PROBLEM TO SOLVE:
Please rewrite the listing below with "one point per instance" changed to "one point for each instance" everywhere it appears, leaving everything else unchanged.

begin THE INPUT

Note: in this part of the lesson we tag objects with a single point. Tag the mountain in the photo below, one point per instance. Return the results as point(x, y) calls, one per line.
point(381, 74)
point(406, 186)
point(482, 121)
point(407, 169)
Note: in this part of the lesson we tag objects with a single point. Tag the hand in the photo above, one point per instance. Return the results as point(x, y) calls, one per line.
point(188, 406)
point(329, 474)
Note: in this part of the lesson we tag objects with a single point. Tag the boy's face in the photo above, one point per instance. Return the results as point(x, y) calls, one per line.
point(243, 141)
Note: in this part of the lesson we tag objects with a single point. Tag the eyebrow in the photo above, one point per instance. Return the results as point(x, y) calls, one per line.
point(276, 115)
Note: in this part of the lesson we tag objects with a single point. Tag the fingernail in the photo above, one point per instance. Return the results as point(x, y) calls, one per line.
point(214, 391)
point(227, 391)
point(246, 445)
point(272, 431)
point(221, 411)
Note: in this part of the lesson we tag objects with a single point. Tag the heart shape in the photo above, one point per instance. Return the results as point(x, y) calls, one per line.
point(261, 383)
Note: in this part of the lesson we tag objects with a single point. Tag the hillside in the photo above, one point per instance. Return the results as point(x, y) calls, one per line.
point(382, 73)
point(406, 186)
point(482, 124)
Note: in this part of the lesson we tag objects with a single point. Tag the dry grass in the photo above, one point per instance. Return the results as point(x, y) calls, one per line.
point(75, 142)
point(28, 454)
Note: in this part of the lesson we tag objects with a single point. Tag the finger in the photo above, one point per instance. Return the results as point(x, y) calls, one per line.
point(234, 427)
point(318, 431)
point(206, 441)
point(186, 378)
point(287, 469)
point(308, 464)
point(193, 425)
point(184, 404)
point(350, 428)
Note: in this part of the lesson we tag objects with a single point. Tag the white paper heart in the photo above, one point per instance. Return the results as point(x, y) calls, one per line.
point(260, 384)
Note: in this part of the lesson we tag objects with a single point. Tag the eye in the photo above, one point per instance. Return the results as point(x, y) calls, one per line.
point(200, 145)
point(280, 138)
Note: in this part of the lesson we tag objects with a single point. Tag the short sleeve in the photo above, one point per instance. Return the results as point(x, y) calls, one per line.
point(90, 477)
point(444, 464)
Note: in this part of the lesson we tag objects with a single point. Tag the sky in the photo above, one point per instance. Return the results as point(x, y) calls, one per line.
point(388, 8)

end THE INPUT

OUTPUT:
Note: in this part of the lesson we tag objects with a single point. Tag the mountain in the photo below, one point for each instance. Return the results as point(x, y) calls, one per line.
point(381, 74)
point(406, 186)
point(482, 121)
point(407, 169)
Note: in this part of the lesson we tag objects with a single point. Tag the hand in the photo above, one point for each instance. Return the results as point(x, y) calls, one per line.
point(188, 406)
point(329, 474)
Note: in this part of the lesson we tag objects with a single point. Tag the boy's face in the photo above, one point for each instance. Return the results as point(x, y) calls, one per line.
point(243, 141)
Note: in this part of the lesson we tag objects with a single point. Tag the eyebrow in the photo above, one point for each instance. Return the results as point(x, y) calls, one per line.
point(276, 115)
Note: in this part of the lesson we tag objects with a single point. Tag the fingernail in the photo above, one point for each instance. Return the results as point(x, y) calls, one per line.
point(214, 391)
point(227, 391)
point(246, 445)
point(272, 431)
point(221, 411)
Note: in this part of the lesson we tag objects with a single point. Tag the heart shape in the photo above, one point for each instance. Return the results as point(x, y) calls, one per line.
point(261, 383)
Note: in this part of the lesson we tag objects with a single point. Tag the hillside in the photo above, one point for each instance. Return the results as point(x, y) calls, one per line.
point(382, 73)
point(406, 186)
point(482, 124)
Note: in this part of the lesson we tag objects with a single point. Tag the dry grass in the photo above, one point for each instance. Return the results as point(x, y) calls, one per line.
point(75, 142)
point(28, 454)
Note: in this part of the lesson we tag objects with a single point. Tag the finger in the photo above, one point for each instance. Return the results as point(x, y) calls, one per line.
point(234, 427)
point(318, 431)
point(206, 441)
point(186, 378)
point(287, 469)
point(308, 464)
point(193, 425)
point(184, 404)
point(350, 428)
Note: in this part of the lesson we tag objects with a single point. Tag the white paper heart in the photo above, one point for each instance. Return the results as point(x, y) calls, one per line.
point(260, 384)
Note: in this part of the lesson we tag objects with a single point. Tag the eye in the photo above, one point for each instance. Return the results as point(x, y) calls, one per line.
point(200, 145)
point(280, 138)
Note: in this part of the lesson we tag objects with a single point. Tag the short sleeve in the photo above, one point for each instance. Return the results as point(x, y) calls, one per line.
point(90, 477)
point(444, 464)
Note: in this part of the lesson we tag objects with a single point. Tag the sky in the photo above, one point for each instance. Return the results as point(x, y) calls, one per line.
point(388, 8)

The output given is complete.